— begin —
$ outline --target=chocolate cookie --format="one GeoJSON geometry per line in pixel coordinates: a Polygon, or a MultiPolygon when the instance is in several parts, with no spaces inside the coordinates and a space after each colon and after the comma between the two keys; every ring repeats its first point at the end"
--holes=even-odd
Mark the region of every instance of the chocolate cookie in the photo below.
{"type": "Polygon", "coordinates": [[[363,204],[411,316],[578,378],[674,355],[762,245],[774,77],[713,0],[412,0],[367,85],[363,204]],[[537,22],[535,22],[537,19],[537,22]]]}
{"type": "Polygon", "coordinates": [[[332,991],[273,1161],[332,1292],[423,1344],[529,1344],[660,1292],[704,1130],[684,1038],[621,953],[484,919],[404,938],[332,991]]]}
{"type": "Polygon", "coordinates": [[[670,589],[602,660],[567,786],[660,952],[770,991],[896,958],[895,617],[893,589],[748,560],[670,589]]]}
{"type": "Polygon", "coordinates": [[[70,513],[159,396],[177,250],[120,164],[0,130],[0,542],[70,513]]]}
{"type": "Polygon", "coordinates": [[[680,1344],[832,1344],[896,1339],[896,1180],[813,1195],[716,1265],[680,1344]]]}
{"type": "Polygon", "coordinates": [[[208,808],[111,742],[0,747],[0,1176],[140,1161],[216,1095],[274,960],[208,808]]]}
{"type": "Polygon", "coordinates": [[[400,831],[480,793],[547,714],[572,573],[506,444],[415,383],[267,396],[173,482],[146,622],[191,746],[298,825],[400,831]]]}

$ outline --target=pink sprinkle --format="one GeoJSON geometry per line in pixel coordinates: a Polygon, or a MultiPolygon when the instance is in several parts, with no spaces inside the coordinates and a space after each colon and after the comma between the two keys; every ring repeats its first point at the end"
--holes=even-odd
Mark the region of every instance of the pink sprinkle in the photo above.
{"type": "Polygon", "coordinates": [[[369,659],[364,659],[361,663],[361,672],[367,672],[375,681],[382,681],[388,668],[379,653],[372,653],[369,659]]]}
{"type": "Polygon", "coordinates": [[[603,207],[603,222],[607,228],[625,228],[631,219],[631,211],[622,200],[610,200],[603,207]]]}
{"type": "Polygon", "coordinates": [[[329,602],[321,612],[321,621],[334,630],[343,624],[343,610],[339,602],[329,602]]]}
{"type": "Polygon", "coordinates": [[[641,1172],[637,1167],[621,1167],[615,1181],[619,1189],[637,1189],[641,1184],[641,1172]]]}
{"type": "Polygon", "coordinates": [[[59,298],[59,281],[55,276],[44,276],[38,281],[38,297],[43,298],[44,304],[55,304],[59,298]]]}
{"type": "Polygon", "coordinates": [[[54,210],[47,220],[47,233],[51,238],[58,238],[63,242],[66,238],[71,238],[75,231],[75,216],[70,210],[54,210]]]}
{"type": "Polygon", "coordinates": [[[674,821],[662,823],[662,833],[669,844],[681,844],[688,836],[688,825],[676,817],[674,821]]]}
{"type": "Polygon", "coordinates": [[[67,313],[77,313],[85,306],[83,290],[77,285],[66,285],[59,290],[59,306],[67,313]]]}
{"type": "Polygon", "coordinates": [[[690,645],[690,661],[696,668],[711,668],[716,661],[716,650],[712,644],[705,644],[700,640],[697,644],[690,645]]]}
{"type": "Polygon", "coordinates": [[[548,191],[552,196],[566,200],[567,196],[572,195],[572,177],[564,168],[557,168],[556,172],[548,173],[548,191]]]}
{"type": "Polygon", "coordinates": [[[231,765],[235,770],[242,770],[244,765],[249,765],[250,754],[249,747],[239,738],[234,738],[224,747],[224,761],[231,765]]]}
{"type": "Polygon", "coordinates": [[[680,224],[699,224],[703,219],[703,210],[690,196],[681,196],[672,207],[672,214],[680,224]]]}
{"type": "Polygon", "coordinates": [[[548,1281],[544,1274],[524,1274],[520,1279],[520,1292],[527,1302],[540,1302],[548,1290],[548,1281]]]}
— end —
THE REQUEST:
Quote the lines from the very first one above through the line containing "Mark the region of every instance of the chocolate", both ends included, word for word.

TASK ANSWER:
$ outline --target=chocolate cookie --format="one GeoJSON geometry per line in pixel coordinates: a Polygon, or a MultiPolygon when the instance is in several parts, with no spaces inside the coordinates and a space after each colon and after the comma between the two keys; every ring repeats its first point at the end"
--holes=even-odd
Mark the region of every instance of the chocolate cookie in the photo below.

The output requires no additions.